---- 本文

晴れて奥女中になれた彼女たちを待ち受けているのは、「新参舞い」という行事でした。これは、毎年正月節分の夜に大奥内で催される行事で、なんと先輩の女中たちの前で、新人たちが素っ裸で踊るというもの。できたら避けたいですが、そうもいきません。

当日の夕食後、新人たちは羞恥心をかなぐり捨てて、衣服を脱ぎ捨て素っ裸になります。木綿の腰巻を付けて、手ぬぐいをかぶり、その上にざるをかぶる者もいたようです。そして板の間に入り、音頭に合わせて踊るのです。

先輩たちが余興をしてくれて、大盛り上がり!それにしても、なんともすごい光景ですね…。きっと、この行事を終えた新人たちは、ひときわ心も逞しくなったことでしょう。

さて、大奥の階級ですが、大きく分けて御目見え以下のノンキャリア組と御目見え以上のキャリア組に分けられていました。

素っ裸で踊る行事も?出世を目指せ!大奥では女中になってからが大変


徳川家累代御台所ノ図 楊洲周延 画

■ノンキャリア組

御目見え以下は、掃除や水汲みなどの雑用を行う御半下、広敷役人との取次役の御使番、御台所の湯茶の御用を務める御茶之間、各部屋の火の元を確認する火之番、食事の御用をとりしきる御仲居、御目見え以上の部屋の掃除や雑用を行う御三之間がありました。

--------

指示:
**a.** 本文によると、「新参舞い」は毎年いつ、どこで催される行事ですか。
**b.** 一覧を更新し、「tree bark」を「bark texture」に置き換えたうえで、ほかは変えずに全行を示してください。画像は回答に含めないでください。
本文と一覧は互いに関係がありません。

---- データ一覧

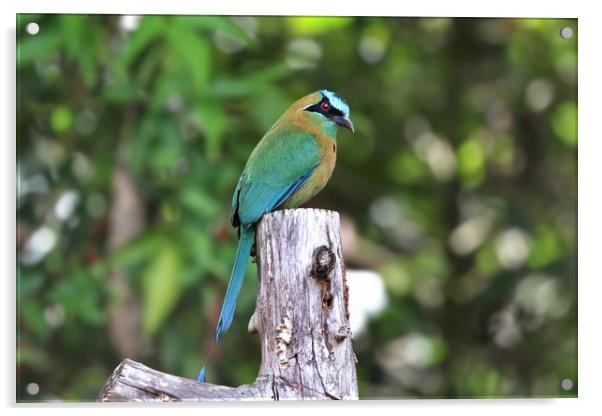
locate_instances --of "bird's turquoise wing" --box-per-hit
[232,128,320,225]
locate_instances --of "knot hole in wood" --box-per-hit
[311,246,336,309]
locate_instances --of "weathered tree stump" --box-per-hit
[98,209,358,402]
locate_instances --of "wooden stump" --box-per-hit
[98,209,358,401]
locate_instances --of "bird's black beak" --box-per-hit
[330,116,355,133]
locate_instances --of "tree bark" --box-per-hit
[98,209,358,401]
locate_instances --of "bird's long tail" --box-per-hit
[197,226,255,382]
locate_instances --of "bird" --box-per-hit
[197,89,355,382]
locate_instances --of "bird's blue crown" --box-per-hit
[320,90,349,117]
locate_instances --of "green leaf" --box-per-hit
[552,101,577,147]
[175,16,254,45]
[18,299,50,338]
[167,25,211,93]
[142,241,182,336]
[191,101,228,159]
[119,16,165,70]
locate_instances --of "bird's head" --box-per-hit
[290,90,355,132]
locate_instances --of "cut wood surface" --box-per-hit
[98,209,358,402]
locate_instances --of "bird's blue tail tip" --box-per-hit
[196,367,205,383]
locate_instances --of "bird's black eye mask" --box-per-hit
[305,97,345,118]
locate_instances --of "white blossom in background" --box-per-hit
[119,15,140,32]
[54,190,79,221]
[347,270,387,337]
[20,226,56,266]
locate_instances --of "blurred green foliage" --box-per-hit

--------

回答:
**a.** 毎年正月節分の夜に、大奥内で催されます。

**b.**
locate_instances --of "bird's turquoise wing" --box-per-hit
[232,128,320,225]
locate_instances --of "knot hole in wood" --box-per-hit
[311,246,336,309]
locate_instances --of "weathered tree stump" --box-per-hit
[98,209,358,402]
locate_instances --of "wooden stump" --box-per-hit
[98,209,358,401]
locate_instances --of "bird's black beak" --box-per-hit
[330,116,355,133]
locate_instances --of "bark texture" --box-per-hit
[98,209,358,401]
locate_instances --of "bird's long tail" --box-per-hit
[197,226,255,382]
locate_instances --of "bird" --box-per-hit
[197,89,355,382]
locate_instances --of "bird's blue crown" --box-per-hit
[320,90,349,117]
locate_instances --of "green leaf" --box-per-hit
[552,101,577,147]
[175,16,254,45]
[18,299,50,338]
[167,25,211,93]
[142,241,182,336]
[191,101,228,159]
[119,16,165,70]
locate_instances --of "bird's head" --box-per-hit
[290,90,355,132]
locate_instances --of "cut wood surface" --box-per-hit
[98,209,358,402]
locate_instances --of "bird's blue tail tip" --box-per-hit
[196,367,205,383]
locate_instances --of "bird's black eye mask" --box-per-hit
[305,97,345,118]
locate_instances --of "white blossom in background" --box-per-hit
[119,15,140,32]
[54,190,79,221]
[347,270,387,337]
[20,226,56,266]
locate_instances --of "blurred green foliage" --box-per-hit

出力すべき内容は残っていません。